Try it: If a line in the data holds "tower", copy that line out in full.

(Image-backed grounding data)
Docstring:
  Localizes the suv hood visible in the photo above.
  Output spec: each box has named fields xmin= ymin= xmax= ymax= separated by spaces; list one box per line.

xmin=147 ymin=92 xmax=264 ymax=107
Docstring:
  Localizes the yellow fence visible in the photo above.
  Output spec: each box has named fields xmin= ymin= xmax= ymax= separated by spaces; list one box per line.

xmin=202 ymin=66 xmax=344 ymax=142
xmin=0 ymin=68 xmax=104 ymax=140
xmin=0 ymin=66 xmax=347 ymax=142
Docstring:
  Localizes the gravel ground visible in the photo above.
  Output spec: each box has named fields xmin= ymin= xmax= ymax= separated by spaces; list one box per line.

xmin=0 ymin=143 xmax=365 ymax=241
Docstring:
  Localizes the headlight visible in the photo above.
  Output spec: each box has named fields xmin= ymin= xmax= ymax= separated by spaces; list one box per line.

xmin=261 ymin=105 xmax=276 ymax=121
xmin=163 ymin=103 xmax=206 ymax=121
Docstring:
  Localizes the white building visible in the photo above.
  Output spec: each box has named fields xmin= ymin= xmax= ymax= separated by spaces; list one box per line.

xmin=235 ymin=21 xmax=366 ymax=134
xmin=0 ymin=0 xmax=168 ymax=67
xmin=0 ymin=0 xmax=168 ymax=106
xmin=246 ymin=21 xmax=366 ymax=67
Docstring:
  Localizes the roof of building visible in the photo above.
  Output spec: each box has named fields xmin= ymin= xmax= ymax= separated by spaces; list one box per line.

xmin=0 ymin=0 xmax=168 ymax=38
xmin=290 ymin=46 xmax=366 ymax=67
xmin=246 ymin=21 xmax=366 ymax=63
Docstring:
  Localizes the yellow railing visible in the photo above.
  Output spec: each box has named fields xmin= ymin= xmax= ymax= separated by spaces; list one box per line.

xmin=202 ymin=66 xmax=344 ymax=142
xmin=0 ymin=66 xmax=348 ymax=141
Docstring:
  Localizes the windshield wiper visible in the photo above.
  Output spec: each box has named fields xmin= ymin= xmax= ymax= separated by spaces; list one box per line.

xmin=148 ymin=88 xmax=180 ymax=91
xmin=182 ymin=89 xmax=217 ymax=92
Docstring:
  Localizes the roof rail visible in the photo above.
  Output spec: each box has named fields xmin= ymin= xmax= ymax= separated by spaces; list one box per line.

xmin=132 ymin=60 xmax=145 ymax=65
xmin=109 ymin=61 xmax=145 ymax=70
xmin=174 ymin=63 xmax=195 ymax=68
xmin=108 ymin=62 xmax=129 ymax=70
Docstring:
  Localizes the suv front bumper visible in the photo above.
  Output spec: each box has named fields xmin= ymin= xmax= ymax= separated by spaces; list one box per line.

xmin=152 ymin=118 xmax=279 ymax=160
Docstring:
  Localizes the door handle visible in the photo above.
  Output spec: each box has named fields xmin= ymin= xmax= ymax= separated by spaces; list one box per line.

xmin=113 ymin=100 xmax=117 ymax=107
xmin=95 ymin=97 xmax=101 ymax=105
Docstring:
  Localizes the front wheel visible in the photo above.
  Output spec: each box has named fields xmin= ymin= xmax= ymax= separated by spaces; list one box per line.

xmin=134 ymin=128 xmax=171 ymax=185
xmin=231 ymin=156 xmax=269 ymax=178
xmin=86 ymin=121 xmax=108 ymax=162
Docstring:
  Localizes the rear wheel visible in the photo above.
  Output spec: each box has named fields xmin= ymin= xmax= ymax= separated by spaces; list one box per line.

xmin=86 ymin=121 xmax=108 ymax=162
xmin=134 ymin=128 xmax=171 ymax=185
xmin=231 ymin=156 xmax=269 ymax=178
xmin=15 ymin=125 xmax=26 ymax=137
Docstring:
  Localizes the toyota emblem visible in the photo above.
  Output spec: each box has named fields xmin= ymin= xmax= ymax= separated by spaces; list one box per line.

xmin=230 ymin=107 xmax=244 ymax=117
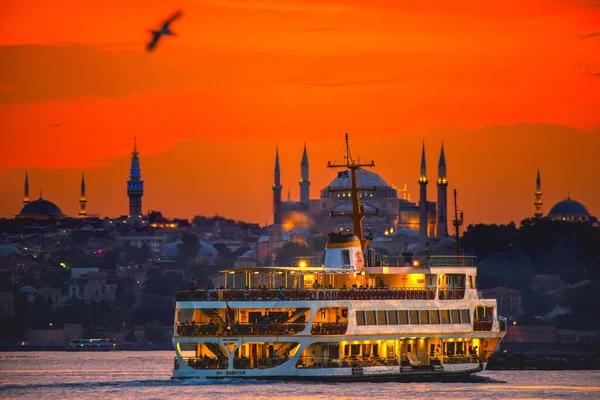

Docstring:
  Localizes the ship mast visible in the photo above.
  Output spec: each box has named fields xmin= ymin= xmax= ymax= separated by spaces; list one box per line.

xmin=327 ymin=133 xmax=379 ymax=251
xmin=452 ymin=188 xmax=464 ymax=258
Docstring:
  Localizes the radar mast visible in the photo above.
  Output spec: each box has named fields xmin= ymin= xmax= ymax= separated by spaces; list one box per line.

xmin=327 ymin=133 xmax=379 ymax=251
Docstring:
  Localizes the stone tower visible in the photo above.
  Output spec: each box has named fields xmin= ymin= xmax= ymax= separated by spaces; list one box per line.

xmin=127 ymin=138 xmax=144 ymax=220
xmin=273 ymin=146 xmax=283 ymax=225
xmin=299 ymin=142 xmax=310 ymax=209
xmin=23 ymin=171 xmax=30 ymax=206
xmin=79 ymin=173 xmax=87 ymax=218
xmin=418 ymin=140 xmax=428 ymax=244
xmin=436 ymin=142 xmax=448 ymax=238
xmin=534 ymin=168 xmax=543 ymax=218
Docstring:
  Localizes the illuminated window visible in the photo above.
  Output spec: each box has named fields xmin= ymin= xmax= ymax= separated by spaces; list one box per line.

xmin=342 ymin=250 xmax=350 ymax=265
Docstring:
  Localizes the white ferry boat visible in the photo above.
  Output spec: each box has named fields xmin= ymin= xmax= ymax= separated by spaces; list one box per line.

xmin=172 ymin=137 xmax=506 ymax=381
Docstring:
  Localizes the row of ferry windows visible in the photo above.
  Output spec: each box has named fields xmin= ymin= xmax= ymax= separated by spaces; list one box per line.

xmin=355 ymin=309 xmax=471 ymax=326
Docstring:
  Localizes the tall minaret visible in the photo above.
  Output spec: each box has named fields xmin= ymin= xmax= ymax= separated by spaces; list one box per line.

xmin=273 ymin=146 xmax=283 ymax=225
xmin=127 ymin=137 xmax=144 ymax=220
xmin=299 ymin=142 xmax=310 ymax=209
xmin=418 ymin=140 xmax=428 ymax=243
xmin=79 ymin=173 xmax=87 ymax=218
xmin=436 ymin=142 xmax=448 ymax=238
xmin=534 ymin=168 xmax=543 ymax=218
xmin=23 ymin=172 xmax=30 ymax=206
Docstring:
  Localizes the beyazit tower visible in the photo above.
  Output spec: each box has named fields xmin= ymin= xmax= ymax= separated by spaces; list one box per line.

xmin=127 ymin=138 xmax=144 ymax=221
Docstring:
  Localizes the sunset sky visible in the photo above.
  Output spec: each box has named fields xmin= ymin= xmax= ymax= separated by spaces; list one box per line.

xmin=1 ymin=0 xmax=599 ymax=227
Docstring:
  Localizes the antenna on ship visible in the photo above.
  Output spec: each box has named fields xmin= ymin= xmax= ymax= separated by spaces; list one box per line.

xmin=326 ymin=133 xmax=379 ymax=251
xmin=452 ymin=188 xmax=464 ymax=259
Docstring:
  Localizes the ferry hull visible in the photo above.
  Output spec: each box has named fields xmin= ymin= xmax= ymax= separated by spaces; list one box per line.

xmin=172 ymin=363 xmax=485 ymax=382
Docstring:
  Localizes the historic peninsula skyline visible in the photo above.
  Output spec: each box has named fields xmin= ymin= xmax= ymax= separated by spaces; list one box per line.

xmin=1 ymin=0 xmax=599 ymax=225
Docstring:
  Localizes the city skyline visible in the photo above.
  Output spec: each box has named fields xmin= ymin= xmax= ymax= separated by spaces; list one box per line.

xmin=2 ymin=129 xmax=599 ymax=227
xmin=1 ymin=0 xmax=599 ymax=225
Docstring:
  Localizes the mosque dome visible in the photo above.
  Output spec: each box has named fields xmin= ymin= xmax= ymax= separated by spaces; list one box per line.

xmin=320 ymin=168 xmax=398 ymax=199
xmin=393 ymin=227 xmax=419 ymax=238
xmin=327 ymin=168 xmax=390 ymax=189
xmin=166 ymin=240 xmax=219 ymax=259
xmin=241 ymin=250 xmax=254 ymax=258
xmin=0 ymin=245 xmax=21 ymax=258
xmin=18 ymin=199 xmax=64 ymax=219
xmin=19 ymin=285 xmax=37 ymax=294
xmin=548 ymin=199 xmax=590 ymax=217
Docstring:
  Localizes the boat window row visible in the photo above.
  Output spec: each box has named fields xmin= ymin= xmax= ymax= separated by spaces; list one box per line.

xmin=355 ymin=309 xmax=471 ymax=326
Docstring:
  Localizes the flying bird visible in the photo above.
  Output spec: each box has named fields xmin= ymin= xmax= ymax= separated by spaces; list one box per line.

xmin=147 ymin=10 xmax=183 ymax=52
xmin=51 ymin=123 xmax=62 ymax=128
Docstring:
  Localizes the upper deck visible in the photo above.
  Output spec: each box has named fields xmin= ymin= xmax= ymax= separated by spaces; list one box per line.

xmin=176 ymin=255 xmax=479 ymax=302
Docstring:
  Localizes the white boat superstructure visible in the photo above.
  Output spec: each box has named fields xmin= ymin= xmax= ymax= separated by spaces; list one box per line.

xmin=172 ymin=245 xmax=506 ymax=381
xmin=172 ymin=135 xmax=506 ymax=381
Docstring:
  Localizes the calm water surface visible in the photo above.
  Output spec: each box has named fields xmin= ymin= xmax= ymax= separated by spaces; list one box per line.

xmin=1 ymin=352 xmax=599 ymax=399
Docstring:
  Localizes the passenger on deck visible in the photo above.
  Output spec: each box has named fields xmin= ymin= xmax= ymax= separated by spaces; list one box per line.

xmin=189 ymin=277 xmax=198 ymax=291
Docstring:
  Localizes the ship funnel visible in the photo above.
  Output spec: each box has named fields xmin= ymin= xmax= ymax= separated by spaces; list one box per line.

xmin=323 ymin=232 xmax=365 ymax=270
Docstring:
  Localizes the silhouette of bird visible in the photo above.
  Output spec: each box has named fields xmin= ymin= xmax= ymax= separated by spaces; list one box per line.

xmin=147 ymin=10 xmax=183 ymax=52
xmin=51 ymin=123 xmax=62 ymax=128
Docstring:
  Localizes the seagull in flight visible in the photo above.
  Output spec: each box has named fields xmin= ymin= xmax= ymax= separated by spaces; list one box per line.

xmin=147 ymin=10 xmax=183 ymax=52
xmin=51 ymin=123 xmax=62 ymax=128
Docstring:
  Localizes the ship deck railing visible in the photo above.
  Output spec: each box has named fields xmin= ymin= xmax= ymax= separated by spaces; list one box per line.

xmin=176 ymin=287 xmax=466 ymax=302
xmin=414 ymin=256 xmax=477 ymax=268
xmin=176 ymin=322 xmax=307 ymax=337
xmin=297 ymin=355 xmax=399 ymax=369
xmin=473 ymin=319 xmax=494 ymax=331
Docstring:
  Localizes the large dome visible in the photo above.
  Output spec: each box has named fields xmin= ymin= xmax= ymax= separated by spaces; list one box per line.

xmin=18 ymin=199 xmax=64 ymax=218
xmin=548 ymin=199 xmax=590 ymax=216
xmin=327 ymin=168 xmax=390 ymax=189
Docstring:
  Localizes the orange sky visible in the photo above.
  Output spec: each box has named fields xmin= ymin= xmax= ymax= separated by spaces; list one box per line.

xmin=1 ymin=0 xmax=599 ymax=226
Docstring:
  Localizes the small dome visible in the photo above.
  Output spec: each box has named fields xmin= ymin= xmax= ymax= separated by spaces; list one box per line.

xmin=165 ymin=240 xmax=218 ymax=258
xmin=20 ymin=285 xmax=37 ymax=294
xmin=393 ymin=228 xmax=419 ymax=238
xmin=327 ymin=168 xmax=390 ymax=189
xmin=0 ymin=245 xmax=21 ymax=258
xmin=241 ymin=250 xmax=254 ymax=258
xmin=548 ymin=199 xmax=590 ymax=216
xmin=19 ymin=199 xmax=64 ymax=218
xmin=199 ymin=242 xmax=218 ymax=257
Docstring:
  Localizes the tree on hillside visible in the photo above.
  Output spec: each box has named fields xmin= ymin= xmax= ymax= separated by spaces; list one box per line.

xmin=462 ymin=222 xmax=517 ymax=256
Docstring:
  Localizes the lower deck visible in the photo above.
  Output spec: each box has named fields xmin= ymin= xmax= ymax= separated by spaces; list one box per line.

xmin=173 ymin=334 xmax=502 ymax=379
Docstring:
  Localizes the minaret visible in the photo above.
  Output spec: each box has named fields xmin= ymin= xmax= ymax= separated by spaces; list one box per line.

xmin=436 ymin=142 xmax=448 ymax=238
xmin=299 ymin=142 xmax=310 ymax=209
xmin=273 ymin=146 xmax=283 ymax=225
xmin=79 ymin=173 xmax=87 ymax=218
xmin=23 ymin=172 xmax=30 ymax=206
xmin=534 ymin=168 xmax=543 ymax=218
xmin=418 ymin=140 xmax=428 ymax=243
xmin=127 ymin=137 xmax=144 ymax=220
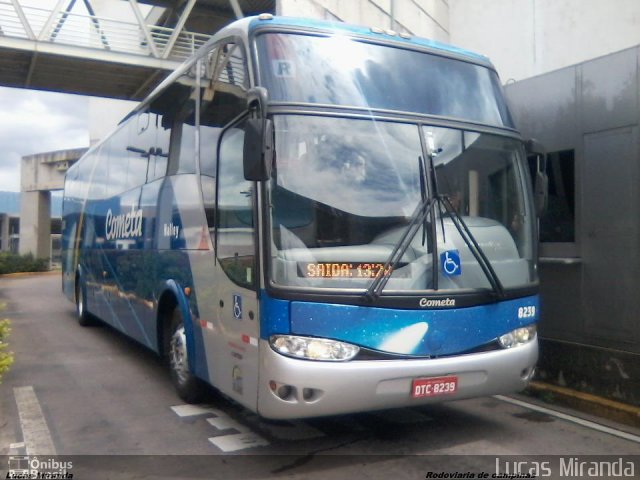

Reply:
  Localizes the stone tower visible in the photo above.
  Localizes the beyazit tower visible in the photo above.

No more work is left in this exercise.